◆ **Problem requirements**
Each record is to be transcribed in full and exactly.

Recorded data
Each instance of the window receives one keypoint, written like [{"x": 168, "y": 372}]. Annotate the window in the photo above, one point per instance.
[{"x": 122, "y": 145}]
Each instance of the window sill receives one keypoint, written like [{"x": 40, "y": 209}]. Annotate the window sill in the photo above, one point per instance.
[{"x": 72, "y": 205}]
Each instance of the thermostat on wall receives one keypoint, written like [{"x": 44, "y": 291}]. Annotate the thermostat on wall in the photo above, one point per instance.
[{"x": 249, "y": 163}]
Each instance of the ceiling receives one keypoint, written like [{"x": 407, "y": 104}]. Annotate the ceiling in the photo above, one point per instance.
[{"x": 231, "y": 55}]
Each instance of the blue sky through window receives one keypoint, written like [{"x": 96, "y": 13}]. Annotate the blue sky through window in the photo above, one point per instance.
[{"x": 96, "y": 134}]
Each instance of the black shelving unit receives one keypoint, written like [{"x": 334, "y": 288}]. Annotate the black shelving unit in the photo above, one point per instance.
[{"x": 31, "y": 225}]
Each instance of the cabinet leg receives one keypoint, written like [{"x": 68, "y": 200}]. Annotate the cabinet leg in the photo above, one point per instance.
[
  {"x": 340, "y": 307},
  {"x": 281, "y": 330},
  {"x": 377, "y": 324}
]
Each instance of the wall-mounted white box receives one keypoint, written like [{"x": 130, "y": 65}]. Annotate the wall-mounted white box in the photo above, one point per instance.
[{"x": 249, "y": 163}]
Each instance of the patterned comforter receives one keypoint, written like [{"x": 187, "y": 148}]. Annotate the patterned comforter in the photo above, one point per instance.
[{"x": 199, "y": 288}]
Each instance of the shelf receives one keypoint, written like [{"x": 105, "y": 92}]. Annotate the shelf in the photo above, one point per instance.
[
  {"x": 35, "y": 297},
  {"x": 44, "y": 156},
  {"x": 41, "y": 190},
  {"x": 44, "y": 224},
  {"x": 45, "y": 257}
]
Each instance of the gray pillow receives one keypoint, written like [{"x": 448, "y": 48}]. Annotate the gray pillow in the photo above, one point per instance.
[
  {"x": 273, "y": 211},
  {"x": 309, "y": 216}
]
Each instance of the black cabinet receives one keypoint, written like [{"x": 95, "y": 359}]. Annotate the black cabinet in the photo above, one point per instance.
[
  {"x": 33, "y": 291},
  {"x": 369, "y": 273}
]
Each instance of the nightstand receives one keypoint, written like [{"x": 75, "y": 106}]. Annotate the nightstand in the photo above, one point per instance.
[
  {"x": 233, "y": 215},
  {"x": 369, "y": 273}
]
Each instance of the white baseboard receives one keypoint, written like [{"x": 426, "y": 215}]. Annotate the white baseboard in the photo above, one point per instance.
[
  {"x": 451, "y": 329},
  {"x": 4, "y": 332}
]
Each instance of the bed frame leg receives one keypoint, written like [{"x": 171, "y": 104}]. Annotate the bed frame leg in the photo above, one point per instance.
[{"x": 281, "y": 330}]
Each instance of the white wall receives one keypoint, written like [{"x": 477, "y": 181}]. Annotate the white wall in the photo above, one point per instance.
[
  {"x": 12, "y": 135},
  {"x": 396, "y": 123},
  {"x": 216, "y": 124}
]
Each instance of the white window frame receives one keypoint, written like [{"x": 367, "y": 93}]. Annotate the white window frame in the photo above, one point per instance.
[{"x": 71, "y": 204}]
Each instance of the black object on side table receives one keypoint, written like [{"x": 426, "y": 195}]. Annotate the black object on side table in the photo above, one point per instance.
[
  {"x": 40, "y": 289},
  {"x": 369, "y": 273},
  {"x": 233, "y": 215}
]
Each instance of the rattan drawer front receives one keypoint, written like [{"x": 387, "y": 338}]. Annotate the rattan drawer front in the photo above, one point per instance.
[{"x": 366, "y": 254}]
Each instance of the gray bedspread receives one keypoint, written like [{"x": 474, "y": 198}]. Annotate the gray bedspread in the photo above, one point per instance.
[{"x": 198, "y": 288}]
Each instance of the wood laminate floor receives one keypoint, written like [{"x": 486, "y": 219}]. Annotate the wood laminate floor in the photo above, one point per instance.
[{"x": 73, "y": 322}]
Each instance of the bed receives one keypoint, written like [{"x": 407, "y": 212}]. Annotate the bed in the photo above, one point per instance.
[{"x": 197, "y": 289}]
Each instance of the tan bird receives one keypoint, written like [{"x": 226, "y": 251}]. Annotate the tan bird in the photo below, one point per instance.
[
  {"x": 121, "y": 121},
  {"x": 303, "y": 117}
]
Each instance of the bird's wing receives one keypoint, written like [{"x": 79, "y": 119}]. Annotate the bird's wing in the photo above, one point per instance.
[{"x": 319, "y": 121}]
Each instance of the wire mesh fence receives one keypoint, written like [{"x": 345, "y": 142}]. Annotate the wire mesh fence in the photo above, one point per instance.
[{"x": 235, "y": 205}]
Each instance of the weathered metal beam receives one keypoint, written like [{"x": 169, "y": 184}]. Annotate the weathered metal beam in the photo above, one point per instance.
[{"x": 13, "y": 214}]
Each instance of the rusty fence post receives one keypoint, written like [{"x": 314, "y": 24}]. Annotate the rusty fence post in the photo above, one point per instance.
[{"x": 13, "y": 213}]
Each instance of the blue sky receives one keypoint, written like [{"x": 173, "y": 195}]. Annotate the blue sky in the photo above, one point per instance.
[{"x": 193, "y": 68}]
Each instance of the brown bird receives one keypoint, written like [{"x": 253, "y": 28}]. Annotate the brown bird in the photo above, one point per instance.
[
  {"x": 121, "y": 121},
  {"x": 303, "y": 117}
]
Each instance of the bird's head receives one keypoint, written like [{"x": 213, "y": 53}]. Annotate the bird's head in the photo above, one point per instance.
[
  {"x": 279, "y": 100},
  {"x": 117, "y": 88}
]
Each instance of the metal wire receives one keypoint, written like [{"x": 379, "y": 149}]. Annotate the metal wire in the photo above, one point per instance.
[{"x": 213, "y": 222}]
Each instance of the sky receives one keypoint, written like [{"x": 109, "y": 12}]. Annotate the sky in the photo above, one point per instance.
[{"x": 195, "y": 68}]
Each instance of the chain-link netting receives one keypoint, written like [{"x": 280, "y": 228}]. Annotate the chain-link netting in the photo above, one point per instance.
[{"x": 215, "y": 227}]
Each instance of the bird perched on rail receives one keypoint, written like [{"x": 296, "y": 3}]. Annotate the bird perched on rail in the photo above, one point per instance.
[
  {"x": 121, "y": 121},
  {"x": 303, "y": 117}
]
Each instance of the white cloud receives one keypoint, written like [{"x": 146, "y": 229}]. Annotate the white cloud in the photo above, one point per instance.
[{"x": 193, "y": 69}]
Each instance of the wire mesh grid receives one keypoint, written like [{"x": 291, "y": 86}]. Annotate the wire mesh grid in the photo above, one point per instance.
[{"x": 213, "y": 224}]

◆ **Written response**
Each instance of the window receives one keypoint, written like [{"x": 168, "y": 372}]. Annotate the window in the photo above, one point per instance.
[{"x": 122, "y": 145}]
Each instance of the window sill receives one keypoint, written like [{"x": 40, "y": 209}]. Annotate the window sill in the photo above, one point per instance.
[{"x": 72, "y": 205}]
Each instance of the thermostat on wall receives one keypoint, written like [{"x": 44, "y": 291}]. Annotate the thermostat on wall in the photo above, one point per instance.
[{"x": 249, "y": 163}]
Each instance of the ceiling receives one keypoint, written like [{"x": 407, "y": 104}]. Annotate the ceiling in the photo above, one point per instance.
[{"x": 231, "y": 55}]
Each instance of the blue sky through window receives one keypoint, written like [{"x": 96, "y": 13}]. Annotate the blue sky through window in the photo above, one point per instance.
[{"x": 96, "y": 134}]
Each instance of the black shelving unit receives one keypoint, written like [{"x": 334, "y": 288}]. Annotate the black shelving unit in the photo above, one point per instance.
[{"x": 31, "y": 225}]
Each instance of the cabinet leg receives one keypoint, written like [{"x": 68, "y": 200}]. Annotate the cabinet leg in the photo above, one point per instance.
[
  {"x": 340, "y": 307},
  {"x": 281, "y": 330},
  {"x": 377, "y": 324}
]
Each instance of the wall-mounted white box receives one keypoint, written like [{"x": 130, "y": 65}]. Annotate the wall-mounted white box in the photo above, one point per instance.
[{"x": 249, "y": 163}]
Each instance of the patterned comforter receives one keypoint, written like [{"x": 187, "y": 148}]. Annotate the patterned comforter in the photo above, one point per instance.
[{"x": 199, "y": 288}]
Each instance of the shelf receives one keypoint, written like [{"x": 105, "y": 92}]. Annotate the shelf in the photo above, one point per instance.
[
  {"x": 35, "y": 297},
  {"x": 44, "y": 156},
  {"x": 41, "y": 190},
  {"x": 44, "y": 224},
  {"x": 45, "y": 257}
]
Each instance of the gray pillow receives one keypoint, written like [{"x": 448, "y": 48}]. Annotate the gray pillow in the photo above, one point per instance.
[
  {"x": 273, "y": 211},
  {"x": 309, "y": 216}
]
Each instance of the black cabinet receives one keypoint, written like [{"x": 95, "y": 359}]. Annotate the black cabinet in the photo above, one point per instance.
[
  {"x": 33, "y": 291},
  {"x": 369, "y": 273}
]
Each instance of the nightstand receives one keypoint, written like [{"x": 75, "y": 106}]. Annotate the nightstand in the photo above, one point per instance.
[
  {"x": 233, "y": 215},
  {"x": 369, "y": 273}
]
Each instance of the white baseboard receives one keypoint, written like [{"x": 426, "y": 215}]. Annotate the white baseboard in the photo above, one point per instance.
[
  {"x": 451, "y": 329},
  {"x": 4, "y": 332}
]
Each instance of the bed frame leg receives one keypoint, written like [{"x": 171, "y": 104}]. Annotate the bed frame leg in the photo above, one point per instance.
[{"x": 281, "y": 330}]
Each instance of the white wall receives one keypoint, written like [{"x": 477, "y": 181}]. Annotate the white wall in the photo above, one point per instance.
[
  {"x": 12, "y": 135},
  {"x": 396, "y": 123},
  {"x": 216, "y": 124}
]
Each instance of the white window frame receives one keypoint, written like [{"x": 367, "y": 93}]. Annotate the white window frame in the photo above, one point per instance.
[{"x": 71, "y": 204}]
Each instance of the black object on side table receives one keypoint, written like [{"x": 426, "y": 195}]. Annotate the black object on side table in the photo above, one point per instance.
[
  {"x": 40, "y": 289},
  {"x": 369, "y": 273},
  {"x": 233, "y": 215}
]
Each instance of the rattan drawer front receives one keypoint, written like [{"x": 387, "y": 338}]. Annotate the rattan drawer front in the photo above, one point per instance.
[{"x": 366, "y": 254}]
Each instance of the gray bedspread receives one keypoint, written like [{"x": 474, "y": 198}]. Annotate the gray bedspread in the photo above, one point per instance.
[{"x": 198, "y": 288}]
Each instance of the wood laminate floor receives one keypoint, written like [{"x": 486, "y": 219}]. Annotate the wood laminate floor in the photo above, one point per instance.
[{"x": 73, "y": 322}]
Each instance of the bed receives one keypoint, written like [{"x": 407, "y": 212}]. Annotate the bed in the photo above, one point per instance.
[{"x": 197, "y": 289}]
Each instance of the tan bird receives one keypoint, written like [{"x": 226, "y": 251}]. Annotate the tan bird in the photo below, one point per instance.
[
  {"x": 121, "y": 121},
  {"x": 303, "y": 117}
]
Each instance of the bird's wing receives one keypoint, written like [{"x": 79, "y": 119}]. Annotate the bird's wing in the photo above, one point per instance.
[{"x": 319, "y": 121}]
Each instance of the wire mesh fence receives one keypoint, written like [{"x": 345, "y": 142}]. Annotate the wire mesh fence in the photo above, one point per instance.
[{"x": 235, "y": 205}]
Each instance of the weathered metal beam receives one keypoint, written like [{"x": 169, "y": 184}]. Annotate the weathered metal beam in the photo above, one point per instance.
[{"x": 13, "y": 214}]
Each instance of the rusty fence post receives one keypoint, written like [{"x": 314, "y": 24}]. Annotate the rusty fence post in the photo above, one point per instance.
[{"x": 13, "y": 213}]
Each instance of the blue sky receives one keypoint, written like [{"x": 173, "y": 195}]. Annotate the blue sky in the photo above, one point per instance.
[{"x": 193, "y": 68}]
Each instance of the brown bird receives one keypoint, written like [{"x": 253, "y": 28}]. Annotate the brown bird in the photo above, one point per instance.
[
  {"x": 121, "y": 121},
  {"x": 303, "y": 117}
]
Each instance of the bird's head receives one keypoint, written like [{"x": 213, "y": 53}]. Annotate the bird's head in the photo above, one point per instance.
[
  {"x": 279, "y": 100},
  {"x": 117, "y": 88}
]
Each instance of the metal wire receives one keypoint, written like [{"x": 379, "y": 149}]. Annotate the metal wire in the photo above, one point per instance.
[{"x": 213, "y": 222}]
Each instance of the sky receives one keypoint, written like [{"x": 109, "y": 12}]. Annotate the sky in the photo above, one point per instance.
[{"x": 195, "y": 68}]
Each instance of the chain-link netting receives one keypoint, written like [{"x": 280, "y": 228}]. Annotate the chain-link netting in the photo above, one point per instance.
[{"x": 215, "y": 227}]
Each instance of the bird perched on rail receives one keypoint, written like [{"x": 296, "y": 3}]. Annotate the bird perched on rail in the photo above, one point per instance.
[
  {"x": 121, "y": 121},
  {"x": 303, "y": 117}
]
Each instance of the white cloud receives one keypoint, written like [{"x": 146, "y": 229}]. Annotate the white cloud in the photo above, one point per instance.
[{"x": 193, "y": 69}]
Each instance of the wire mesh grid receives one keypoint, written like [{"x": 291, "y": 86}]. Annotate the wire mesh grid in the photo above, one point per instance.
[{"x": 213, "y": 224}]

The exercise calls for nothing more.